• [PROVIDED TEXT]
========================
Why should simply manifesting who we truly are be such a struggle? For a while, I thought I’d found a way to reunite those divorced layers of self, but my boat foundered on a submerged reef, in the form of the mask that I’d grown so used to wearing, described in this extract:
“You become who I think you are; I become who I think I ought to be; I appear to be who you think I am. Each locked into a narrow channel of expectation; a universe of possible selves abandoned.

You only have eyes for the image of the person you think you see before you; obligingly, I hide all else from you. I, too, see only the projection of the person who exists in my mind, hear only the words in my head echoing back to me.

Together, our expectations write the script and set the stage; we are characters in our own play; puppet and puppeteer both.

Who are you? Who am I? Will we ever know; each other or ourselves?

In the face of Expectation, truth flees behind a mask. All around me dance characters at a masked ball; I no more know who hides behind their masks than they know who hides behind mine. How can they, when I have forgotten myself? If, indeed, I ever knew. ”
I needed to look behind that mask, that outer shell, and for that I needed dialogue: self expression, shared meaning, fresh insight.
========================
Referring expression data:
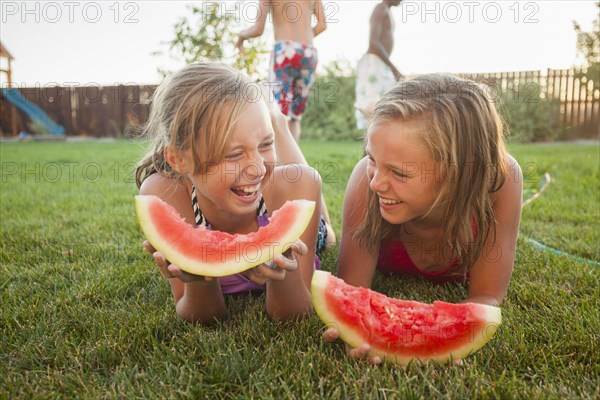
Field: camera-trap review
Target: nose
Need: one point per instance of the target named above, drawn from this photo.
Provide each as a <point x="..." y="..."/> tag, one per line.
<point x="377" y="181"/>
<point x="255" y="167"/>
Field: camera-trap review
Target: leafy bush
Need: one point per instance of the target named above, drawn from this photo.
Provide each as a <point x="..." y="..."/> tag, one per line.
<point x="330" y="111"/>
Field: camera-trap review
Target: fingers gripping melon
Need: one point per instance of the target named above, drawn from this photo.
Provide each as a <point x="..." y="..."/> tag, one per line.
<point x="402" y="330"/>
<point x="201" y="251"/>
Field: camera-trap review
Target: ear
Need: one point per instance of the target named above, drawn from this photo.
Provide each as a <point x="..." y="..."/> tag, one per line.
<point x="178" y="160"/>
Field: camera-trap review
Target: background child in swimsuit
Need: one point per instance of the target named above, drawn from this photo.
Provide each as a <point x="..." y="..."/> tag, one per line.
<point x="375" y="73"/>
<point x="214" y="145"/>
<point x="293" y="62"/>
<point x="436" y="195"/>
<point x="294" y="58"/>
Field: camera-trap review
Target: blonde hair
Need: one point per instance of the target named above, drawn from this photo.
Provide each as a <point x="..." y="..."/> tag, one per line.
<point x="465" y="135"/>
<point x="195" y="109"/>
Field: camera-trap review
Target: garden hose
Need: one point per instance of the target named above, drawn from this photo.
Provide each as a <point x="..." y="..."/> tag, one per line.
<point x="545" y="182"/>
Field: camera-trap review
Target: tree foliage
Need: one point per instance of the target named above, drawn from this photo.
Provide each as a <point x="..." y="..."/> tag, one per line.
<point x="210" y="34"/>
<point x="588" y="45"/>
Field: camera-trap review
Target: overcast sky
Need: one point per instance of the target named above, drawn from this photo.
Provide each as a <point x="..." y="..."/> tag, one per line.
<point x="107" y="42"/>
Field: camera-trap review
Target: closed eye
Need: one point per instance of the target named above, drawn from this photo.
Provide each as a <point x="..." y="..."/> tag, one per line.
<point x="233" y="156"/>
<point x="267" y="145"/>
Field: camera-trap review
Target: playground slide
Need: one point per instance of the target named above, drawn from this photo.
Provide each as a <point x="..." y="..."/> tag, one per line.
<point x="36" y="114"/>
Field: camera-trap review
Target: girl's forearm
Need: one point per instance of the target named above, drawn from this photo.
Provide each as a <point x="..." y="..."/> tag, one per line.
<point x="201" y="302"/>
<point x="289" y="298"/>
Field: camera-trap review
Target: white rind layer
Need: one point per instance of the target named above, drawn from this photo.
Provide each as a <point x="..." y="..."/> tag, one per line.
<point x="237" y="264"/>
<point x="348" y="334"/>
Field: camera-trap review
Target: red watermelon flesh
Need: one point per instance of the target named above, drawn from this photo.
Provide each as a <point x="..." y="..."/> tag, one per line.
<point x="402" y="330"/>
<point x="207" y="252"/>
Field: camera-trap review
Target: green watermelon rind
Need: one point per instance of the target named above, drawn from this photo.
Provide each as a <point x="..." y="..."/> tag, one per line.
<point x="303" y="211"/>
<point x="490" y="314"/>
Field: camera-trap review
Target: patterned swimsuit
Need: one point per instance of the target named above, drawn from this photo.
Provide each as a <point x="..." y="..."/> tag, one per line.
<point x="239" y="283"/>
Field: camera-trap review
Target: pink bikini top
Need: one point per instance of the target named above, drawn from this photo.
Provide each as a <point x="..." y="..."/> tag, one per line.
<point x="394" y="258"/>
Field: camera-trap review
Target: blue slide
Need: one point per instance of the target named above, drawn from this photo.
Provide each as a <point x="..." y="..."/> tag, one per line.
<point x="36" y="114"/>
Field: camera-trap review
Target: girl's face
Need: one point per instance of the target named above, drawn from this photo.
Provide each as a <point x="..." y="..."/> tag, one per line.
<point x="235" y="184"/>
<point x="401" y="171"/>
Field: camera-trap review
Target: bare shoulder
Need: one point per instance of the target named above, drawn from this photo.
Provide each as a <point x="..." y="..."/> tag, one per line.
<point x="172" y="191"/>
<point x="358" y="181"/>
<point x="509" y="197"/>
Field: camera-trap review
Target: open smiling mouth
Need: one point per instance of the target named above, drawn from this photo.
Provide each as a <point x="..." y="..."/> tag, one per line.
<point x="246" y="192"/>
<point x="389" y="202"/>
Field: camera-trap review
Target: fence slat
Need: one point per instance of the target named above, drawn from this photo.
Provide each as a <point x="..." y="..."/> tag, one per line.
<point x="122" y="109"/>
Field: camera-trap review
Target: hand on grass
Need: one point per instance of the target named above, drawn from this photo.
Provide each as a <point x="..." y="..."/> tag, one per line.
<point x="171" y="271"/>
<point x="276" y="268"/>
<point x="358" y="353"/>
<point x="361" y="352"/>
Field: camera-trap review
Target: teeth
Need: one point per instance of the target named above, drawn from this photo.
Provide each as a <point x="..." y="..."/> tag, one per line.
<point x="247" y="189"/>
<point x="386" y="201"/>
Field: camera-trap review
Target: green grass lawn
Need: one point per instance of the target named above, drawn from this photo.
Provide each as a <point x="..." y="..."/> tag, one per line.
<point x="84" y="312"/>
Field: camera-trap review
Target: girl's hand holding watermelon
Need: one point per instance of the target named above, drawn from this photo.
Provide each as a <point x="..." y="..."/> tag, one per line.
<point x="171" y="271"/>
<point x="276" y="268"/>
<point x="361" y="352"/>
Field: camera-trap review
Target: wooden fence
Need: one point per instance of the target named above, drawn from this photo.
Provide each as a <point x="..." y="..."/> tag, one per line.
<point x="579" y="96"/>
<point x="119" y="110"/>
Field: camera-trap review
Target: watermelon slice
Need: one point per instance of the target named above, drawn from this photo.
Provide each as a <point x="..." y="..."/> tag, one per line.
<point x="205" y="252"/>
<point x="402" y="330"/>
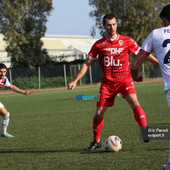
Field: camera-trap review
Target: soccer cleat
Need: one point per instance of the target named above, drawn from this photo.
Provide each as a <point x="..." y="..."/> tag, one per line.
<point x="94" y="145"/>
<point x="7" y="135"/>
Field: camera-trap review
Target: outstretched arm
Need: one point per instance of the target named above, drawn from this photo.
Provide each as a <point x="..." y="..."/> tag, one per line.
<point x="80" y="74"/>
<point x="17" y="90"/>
========================
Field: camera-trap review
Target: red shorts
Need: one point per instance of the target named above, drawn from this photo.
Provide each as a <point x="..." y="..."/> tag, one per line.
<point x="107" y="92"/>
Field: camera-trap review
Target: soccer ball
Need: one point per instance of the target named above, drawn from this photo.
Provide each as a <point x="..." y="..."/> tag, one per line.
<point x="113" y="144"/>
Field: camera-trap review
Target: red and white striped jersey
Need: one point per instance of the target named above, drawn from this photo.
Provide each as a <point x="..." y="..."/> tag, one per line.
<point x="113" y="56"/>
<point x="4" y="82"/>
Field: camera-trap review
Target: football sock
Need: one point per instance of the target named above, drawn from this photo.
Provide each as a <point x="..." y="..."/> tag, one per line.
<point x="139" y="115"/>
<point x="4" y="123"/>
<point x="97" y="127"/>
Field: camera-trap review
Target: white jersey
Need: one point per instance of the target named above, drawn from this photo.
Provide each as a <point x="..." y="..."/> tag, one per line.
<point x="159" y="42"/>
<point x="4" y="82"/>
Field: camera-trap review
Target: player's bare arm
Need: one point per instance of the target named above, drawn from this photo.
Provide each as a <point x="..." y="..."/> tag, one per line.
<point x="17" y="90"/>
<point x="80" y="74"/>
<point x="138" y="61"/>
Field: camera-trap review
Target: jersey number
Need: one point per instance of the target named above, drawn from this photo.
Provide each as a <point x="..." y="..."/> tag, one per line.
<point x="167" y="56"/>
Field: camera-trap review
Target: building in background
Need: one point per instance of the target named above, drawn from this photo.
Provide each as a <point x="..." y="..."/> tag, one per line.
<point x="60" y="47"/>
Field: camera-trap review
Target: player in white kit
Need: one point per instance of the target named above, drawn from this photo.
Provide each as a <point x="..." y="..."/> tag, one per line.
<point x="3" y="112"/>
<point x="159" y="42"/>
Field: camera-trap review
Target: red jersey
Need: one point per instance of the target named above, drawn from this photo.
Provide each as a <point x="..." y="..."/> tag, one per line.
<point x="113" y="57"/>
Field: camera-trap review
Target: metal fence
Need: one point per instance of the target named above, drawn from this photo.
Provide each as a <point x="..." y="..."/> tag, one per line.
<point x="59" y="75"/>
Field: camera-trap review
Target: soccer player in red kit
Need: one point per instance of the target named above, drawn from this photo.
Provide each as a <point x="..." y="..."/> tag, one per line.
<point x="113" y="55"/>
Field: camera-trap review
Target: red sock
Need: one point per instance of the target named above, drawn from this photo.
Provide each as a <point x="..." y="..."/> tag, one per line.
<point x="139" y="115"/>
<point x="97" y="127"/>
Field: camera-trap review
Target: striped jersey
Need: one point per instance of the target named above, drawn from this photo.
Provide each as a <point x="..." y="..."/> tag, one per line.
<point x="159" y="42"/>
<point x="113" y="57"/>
========================
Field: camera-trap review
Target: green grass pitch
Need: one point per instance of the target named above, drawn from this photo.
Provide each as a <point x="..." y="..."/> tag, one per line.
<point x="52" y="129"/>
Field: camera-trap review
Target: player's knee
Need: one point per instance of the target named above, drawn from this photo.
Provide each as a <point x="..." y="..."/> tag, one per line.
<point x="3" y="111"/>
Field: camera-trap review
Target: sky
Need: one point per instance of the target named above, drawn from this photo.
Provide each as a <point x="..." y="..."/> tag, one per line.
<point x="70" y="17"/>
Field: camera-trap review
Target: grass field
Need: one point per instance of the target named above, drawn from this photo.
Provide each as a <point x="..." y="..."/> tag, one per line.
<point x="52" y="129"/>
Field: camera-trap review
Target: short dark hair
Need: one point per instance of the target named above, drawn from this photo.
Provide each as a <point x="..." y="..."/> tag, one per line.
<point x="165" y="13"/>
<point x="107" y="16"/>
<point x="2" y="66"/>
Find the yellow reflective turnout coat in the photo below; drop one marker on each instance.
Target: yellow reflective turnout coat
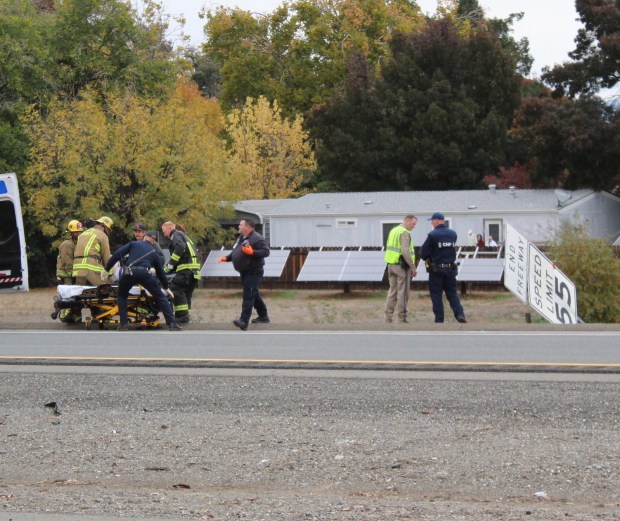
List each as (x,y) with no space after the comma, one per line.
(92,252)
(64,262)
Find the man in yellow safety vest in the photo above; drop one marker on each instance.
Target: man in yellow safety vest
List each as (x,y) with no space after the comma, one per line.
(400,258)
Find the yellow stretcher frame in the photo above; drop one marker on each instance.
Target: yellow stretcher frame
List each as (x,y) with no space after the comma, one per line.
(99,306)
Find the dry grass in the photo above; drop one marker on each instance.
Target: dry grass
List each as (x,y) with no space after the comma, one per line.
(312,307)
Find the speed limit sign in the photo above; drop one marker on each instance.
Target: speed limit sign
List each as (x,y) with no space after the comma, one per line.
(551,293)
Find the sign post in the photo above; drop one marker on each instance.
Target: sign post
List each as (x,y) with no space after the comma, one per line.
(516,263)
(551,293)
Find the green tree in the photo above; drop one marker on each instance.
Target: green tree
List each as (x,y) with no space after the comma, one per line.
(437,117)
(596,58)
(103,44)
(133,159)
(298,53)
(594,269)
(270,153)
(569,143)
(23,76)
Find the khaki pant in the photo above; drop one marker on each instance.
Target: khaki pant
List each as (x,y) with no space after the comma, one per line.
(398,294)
========================
• [DIRECTIONS FOR THIS TASK] In the passage about wearing a mask, what did the writer need in order to look behind that mask?

• [ANSWER TO THIS PROBLEM] The writer needed dialogue: self expression, shared meaning, and fresh insight.